§ **TASK PROMPT**
Every line of the data below should be written out word for word.

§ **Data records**
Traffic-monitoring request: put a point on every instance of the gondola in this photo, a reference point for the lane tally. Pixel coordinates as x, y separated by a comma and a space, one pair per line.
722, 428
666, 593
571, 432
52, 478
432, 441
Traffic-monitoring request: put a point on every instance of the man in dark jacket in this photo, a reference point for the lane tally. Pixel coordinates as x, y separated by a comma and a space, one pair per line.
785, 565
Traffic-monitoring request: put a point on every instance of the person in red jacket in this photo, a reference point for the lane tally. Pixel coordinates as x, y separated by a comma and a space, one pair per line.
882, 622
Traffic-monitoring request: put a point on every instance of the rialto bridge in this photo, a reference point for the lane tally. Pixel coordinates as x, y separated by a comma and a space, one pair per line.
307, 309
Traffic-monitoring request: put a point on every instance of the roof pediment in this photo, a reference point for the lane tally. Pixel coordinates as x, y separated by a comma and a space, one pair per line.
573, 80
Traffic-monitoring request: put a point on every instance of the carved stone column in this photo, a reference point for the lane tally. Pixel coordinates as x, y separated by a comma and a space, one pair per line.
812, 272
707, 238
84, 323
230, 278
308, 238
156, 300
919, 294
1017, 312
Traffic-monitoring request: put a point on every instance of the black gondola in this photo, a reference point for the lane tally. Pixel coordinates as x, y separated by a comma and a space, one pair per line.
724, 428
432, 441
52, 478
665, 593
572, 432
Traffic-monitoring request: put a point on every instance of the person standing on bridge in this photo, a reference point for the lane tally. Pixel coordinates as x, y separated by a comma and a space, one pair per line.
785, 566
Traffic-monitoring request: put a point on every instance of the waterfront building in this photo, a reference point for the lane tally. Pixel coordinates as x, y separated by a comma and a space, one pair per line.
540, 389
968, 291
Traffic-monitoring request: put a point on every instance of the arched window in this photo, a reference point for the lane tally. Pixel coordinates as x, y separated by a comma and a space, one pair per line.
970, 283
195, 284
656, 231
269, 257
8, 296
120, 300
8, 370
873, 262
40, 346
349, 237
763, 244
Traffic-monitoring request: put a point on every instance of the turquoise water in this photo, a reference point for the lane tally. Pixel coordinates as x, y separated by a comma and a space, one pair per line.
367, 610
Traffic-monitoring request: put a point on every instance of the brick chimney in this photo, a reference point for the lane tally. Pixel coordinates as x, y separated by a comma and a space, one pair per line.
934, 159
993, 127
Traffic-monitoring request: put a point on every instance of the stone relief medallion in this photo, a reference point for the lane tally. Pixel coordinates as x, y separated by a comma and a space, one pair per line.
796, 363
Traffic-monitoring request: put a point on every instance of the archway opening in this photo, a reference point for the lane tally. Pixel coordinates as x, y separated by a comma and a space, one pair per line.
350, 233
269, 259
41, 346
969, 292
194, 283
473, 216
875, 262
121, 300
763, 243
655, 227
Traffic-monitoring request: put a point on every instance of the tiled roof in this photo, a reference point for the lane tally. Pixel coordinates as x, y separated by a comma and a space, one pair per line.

§ **OUTPUT OF THE TASK**
Traffic-monitoring request: put a point on every instance of the gondola in this photo, a reference point for the lane tally. Pixel coordinates as x, y separated by a comma and a space, one pair per line.
722, 428
666, 593
571, 432
52, 478
432, 441
Traffic-monitoring request: put a point on every instance of the man in dark jacket in this photo, a reference point for the lane tally. Pixel coordinates as x, y separated by a comma and a space, one pair per line.
785, 565
Traffic-monitoring request: put a point on every instance of the person in red jacket in this photo, a reference point for the lane tally. Pixel coordinates as x, y separated by a comma and a space, one pair per line.
882, 622
Traffic-monitoring request: put a point on every instance of the rialto bridge in this photo, a reference point for the lane tally. Pixel coordinates as x, y separated by a comma and a space, one pair per line.
307, 309
Traffic-monitoring request: put a point on every instance of the roof pediment in this photo, a reference point for the lane tally. Pixel coordinates as x, y separated by a comma and a space, one pair per line.
573, 80
Traffic-monitoring request: put a point on every instance of the carved stone column in this photo, a reference point for the lane tally. Pixel coordinates as x, y separated by a comma and a space, one pair per line.
812, 272
707, 238
84, 323
230, 278
308, 238
156, 300
919, 294
1017, 312
Traffic-monitoring request: put a point on every instance of the black gondola in this photo, a reference point for the lane tally. Pixel coordinates as x, y separated by a comma and a space, one pair per line.
724, 428
432, 441
52, 478
665, 593
572, 432
Traffic-monitoring request: put a point on every instance of the person standing on bridge in this photo, a reference point for the lane tally. Pixel coordinates as x, y separated by a comma and a space, one pair per line.
785, 566
Traffic-monitoring request: put a point on every instance of the waterfront building in this photo, a reference point for the lane tally. Pixel coordinates as x, y separated by a comma and a space, one pair per line.
540, 389
968, 291
Traffic-monitoring request: put a point on every instance of the arched window in this photo, a reference point for the lane tally. Pixel coordinates as x, y separated by a comma and a space, one pair per line.
970, 283
195, 284
656, 231
269, 257
8, 296
120, 300
8, 370
873, 262
40, 346
349, 237
763, 244
Traffic-monitoring request: put a point on every instance of the turquoise water in this photo, a reference point for the lane tally. Pixel coordinates as x, y separated by a comma and a space, one pair per line.
367, 610
Traffic-monitoring request: put a point on every instance of the brick chimney in this photo, a reference point for the lane tally. Pixel coordinates as x, y separated by a comma and a space, one pair per line.
934, 159
993, 127
Traffic-monitoring request: put a point on every instance of the stone relief medallion in this photo, a reference point for the lane tally. Pixel coordinates as x, y separated by a comma and a space, one pair per line.
796, 363
Traffic-monitoring request: put a point on every instance of the archway opening in this photo, a reference point for the lane tally. Pixel coordinates as x, y separated by a comma and a space, one pair per line.
350, 233
269, 259
41, 346
969, 292
194, 283
473, 216
875, 262
121, 300
763, 243
655, 227
Traffic-monitoring request: put a point on every instance of the tiled roof in this photo, a reference point for the lane tally. Pixel coordinates as x, y separated by a comma and a space, one pair per line.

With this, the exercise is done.